> [Task to carry out]
Each record below is to be copied word for word, with pictures removed.

Excerpts of location labeling data
──────

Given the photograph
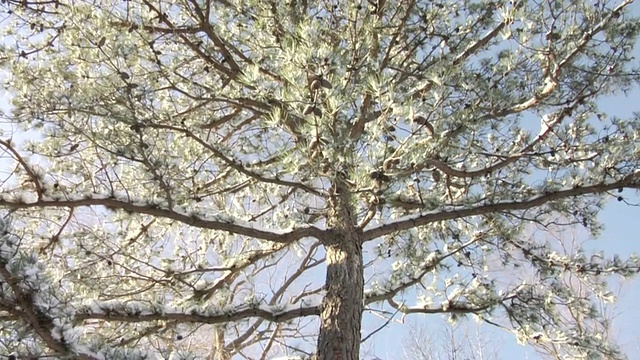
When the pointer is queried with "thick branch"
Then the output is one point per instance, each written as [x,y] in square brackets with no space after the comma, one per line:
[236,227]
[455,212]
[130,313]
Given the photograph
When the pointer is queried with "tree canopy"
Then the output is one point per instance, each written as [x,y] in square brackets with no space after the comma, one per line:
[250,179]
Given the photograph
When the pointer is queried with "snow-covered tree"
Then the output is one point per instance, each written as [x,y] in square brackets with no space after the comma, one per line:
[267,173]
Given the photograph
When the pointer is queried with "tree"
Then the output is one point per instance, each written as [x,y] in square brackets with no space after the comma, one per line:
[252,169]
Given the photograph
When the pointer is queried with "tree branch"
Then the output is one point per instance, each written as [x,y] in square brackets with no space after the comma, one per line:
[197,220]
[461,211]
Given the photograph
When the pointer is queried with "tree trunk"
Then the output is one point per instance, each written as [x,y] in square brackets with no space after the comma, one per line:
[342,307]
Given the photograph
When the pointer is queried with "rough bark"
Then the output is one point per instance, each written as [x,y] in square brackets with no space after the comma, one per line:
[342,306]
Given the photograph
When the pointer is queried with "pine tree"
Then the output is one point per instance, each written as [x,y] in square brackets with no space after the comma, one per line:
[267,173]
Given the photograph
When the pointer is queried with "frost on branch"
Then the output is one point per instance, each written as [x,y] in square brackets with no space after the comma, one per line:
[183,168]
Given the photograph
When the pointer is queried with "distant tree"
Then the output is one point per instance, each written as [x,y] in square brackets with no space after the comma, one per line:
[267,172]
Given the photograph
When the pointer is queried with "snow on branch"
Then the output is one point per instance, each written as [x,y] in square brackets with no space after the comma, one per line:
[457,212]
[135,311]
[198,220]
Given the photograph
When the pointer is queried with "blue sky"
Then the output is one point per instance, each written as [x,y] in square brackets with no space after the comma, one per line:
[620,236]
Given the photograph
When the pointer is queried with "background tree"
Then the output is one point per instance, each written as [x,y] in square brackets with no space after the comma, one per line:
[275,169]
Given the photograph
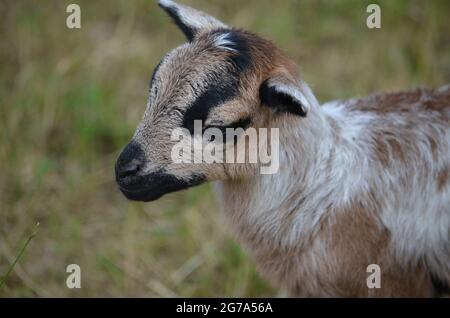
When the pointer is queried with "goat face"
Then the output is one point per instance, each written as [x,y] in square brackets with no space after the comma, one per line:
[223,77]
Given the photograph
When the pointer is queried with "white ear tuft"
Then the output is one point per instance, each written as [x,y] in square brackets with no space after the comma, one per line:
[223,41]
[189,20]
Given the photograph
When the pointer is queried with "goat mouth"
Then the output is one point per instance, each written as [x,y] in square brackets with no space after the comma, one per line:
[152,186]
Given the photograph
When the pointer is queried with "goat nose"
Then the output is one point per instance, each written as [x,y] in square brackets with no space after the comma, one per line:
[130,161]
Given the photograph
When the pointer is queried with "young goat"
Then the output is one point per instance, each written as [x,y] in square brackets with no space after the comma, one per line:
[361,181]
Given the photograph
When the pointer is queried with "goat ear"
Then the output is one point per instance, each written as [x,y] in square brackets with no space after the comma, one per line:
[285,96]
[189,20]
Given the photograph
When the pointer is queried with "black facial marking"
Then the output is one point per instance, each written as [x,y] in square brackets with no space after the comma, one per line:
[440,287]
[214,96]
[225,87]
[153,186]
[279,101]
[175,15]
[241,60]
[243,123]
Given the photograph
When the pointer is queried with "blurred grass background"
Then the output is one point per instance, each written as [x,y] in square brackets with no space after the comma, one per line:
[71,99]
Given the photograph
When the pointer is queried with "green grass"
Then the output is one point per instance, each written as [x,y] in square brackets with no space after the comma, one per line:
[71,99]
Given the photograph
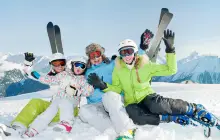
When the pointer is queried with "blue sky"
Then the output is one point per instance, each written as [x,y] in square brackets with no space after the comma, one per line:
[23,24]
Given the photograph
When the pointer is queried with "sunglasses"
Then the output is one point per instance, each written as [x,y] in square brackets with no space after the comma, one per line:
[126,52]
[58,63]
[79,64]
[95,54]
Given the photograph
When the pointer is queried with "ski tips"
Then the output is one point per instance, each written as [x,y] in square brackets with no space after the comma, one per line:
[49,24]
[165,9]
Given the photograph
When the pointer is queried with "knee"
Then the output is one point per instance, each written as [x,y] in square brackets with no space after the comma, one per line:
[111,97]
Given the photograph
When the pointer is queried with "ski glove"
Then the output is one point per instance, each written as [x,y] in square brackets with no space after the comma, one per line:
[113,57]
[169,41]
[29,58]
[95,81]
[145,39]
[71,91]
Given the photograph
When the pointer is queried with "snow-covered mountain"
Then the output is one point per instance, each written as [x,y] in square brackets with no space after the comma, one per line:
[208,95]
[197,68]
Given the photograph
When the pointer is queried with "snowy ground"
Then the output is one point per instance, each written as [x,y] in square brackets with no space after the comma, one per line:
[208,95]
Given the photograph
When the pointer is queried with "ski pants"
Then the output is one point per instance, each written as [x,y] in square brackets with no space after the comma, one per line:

──────

> [Output for this task]
Given the photograph
When the pointer is queried with "thick branch"
Then the output is one point per instance, each written as [x,y] in square brackets with no space after the comma, one per line:
[236,227]
[455,212]
[130,313]
Given the photograph
When the pointer is queried with "tree canopy"
Then the output is one point per instance, each written as [x,y] in square brackets with no space after the comma, one per line:
[250,179]
Given the photograph
When the pointer is queried with "snow-covered tree"
Then the output is one point per instance, each written as [x,y] in square brackets with no space after the comma, one per line:
[267,173]
Given the photograph
When the pointer is queried with "tree"
Then the output is one point per instance, each written as [x,y] in square brackets with no space after the comma, one per line:
[252,169]
Given the photograph
When the pointer is queried with "tree branch"
Then the output is one point per instance, each written as [x,y] in square brackets with no space after the comma, one per line:
[197,220]
[461,211]
Given the photograph
When the pointer is queried with "tree trunk"
Then the output is one point per instance, each written as [x,y] in square brackets with no space after the comma, one per line:
[342,307]
Given the photograph
When the pointer is queried with "rough bark"
Then the output is one point per instance, each written as [x,y] in square brackets with no space after the comma, one per line:
[342,306]
Given the photograph
When the pointer is queried with "pine tree"
Then the output is one point per instance, each written as [x,y] in square brackets with no space after the comma, one per line:
[267,173]
Given the photograph
When the pointer is queried with "frost on branch"
Then the output is one point per instance, each written as [x,y] in square brackets with no space after the comma, one per line:
[183,168]
Given the photograph
When the pointer is queried with "distant tree"
Then the output is one point per instance, each written as [x,y] in square brackets with no space after the comma, one per line:
[267,172]
Given the photograph
When the pointer is queried with "snow on branch"
Then the output is one point per instance, each written as [x,y] in square brackets with no space after the comma, one per line:
[457,212]
[135,311]
[198,220]
Given the photograph
When the pointer is queried with "blue sky"
Then the output is one point per instance, each written as [x,y] in square brackets with no space after the comma, one per line:
[620,236]
Given the photograph
When the pointer is queried with "background tree"
Then the output is one point per instance, each written as [x,y] in square brackets with no space after the comma, one per line:
[275,169]
Given the photograph
When the pointer is queried with "goat face"
Then the output is one point per instance, each written as [x,y] in square brackets with no space after the comma, one per line:
[223,77]
Given the photograph
When the pointer is queried with "white ear tuft"
Then the output is one point per instance, each written as [x,y] in square brackets with no space after the comma, one per line:
[223,41]
[189,20]
Given the photograph
When the pointer is queried with "goat mouth"
Then the output is one point per instance, each written as [x,y] in square brackets with no space after the comma, one per line:
[152,186]
Given the photograph
When the pointer is queried with "goat nose"
Then the output is one point per instance, each written as [x,y] in square brackets with no space after the comma, one per line:
[130,161]
Given the photograph
When the pointer is queried with "young goat"
Then the output is one point per instance, each written as [x,y] in square brackets with no space after the comma, one per line:
[361,181]
Given the photograph
When the pointer is queried with "goat ear"
Then the output is one point per instance, each written as [x,y] in square brackets with no space after the comma, one per line:
[285,96]
[189,20]
Given the photograph
When the pointer is queried with "black facial marking"
Then the output is one point per instance, each written as [x,y] in square brackets with no space after the comma, one per line:
[440,287]
[214,96]
[225,87]
[153,186]
[279,101]
[175,15]
[241,60]
[243,123]
Given the photograph
When the pointer is queried with "blurred grass background"
Then the output is one point per instance, each written as [x,y] in square brackets with no space after the comma, one per line:
[71,99]
Given the photograph
When the pointer is queried with "green grass"
Then the output is one point per instance, each written as [x,y] in square brackets with no space after the comma, one per line:
[71,99]
Given the photograph
When the pointer is queried with "blue sky"
Then the output is one point per instance, each written as [x,y] in square brackets with no space after the comma, one per line:
[23,24]
Given the photograph
When the pointer is queried with "sunglasses"
Then the output is one point per instance, each written as [x,y] in square brackets with no space after the comma, one per line:
[126,52]
[58,63]
[79,64]
[95,54]
Given the photograph
When the pointer is queried with "ski tips"
Then the output is one point per instance, each written as [x,y] in square brackets with no space after the comma, one per line:
[49,24]
[165,9]
Given the photograph
When the pointer is queried with "knee"
Then the output is one point per instance, each written as [x,y] in square brackets with no space after the comma, one per line:
[111,97]
Given the photograph
When the pointer is queried with "ski glove"
Then the output is one point per instance, each written as [x,y] in square brackets with no space after the comma, one per line:
[113,57]
[169,41]
[29,58]
[95,81]
[145,39]
[71,91]
Given the photograph
When the pointer is queried with "snow-covered mountain"
Then the output is one point per instance, each written as [x,y] in square brackets with no space after the comma, one per line:
[208,95]
[197,68]
Given the photograph
When the pointer is queried with "snowy ground"
Then the output is one point per instance, each written as [x,y] in square brackets with no space after the comma, one per line:
[208,95]
Given the photograph
When the pointer is queried with "ski pants"
Then the output is one point per instance, each written as [x,y] in square brackets with no space after the comma, one per line:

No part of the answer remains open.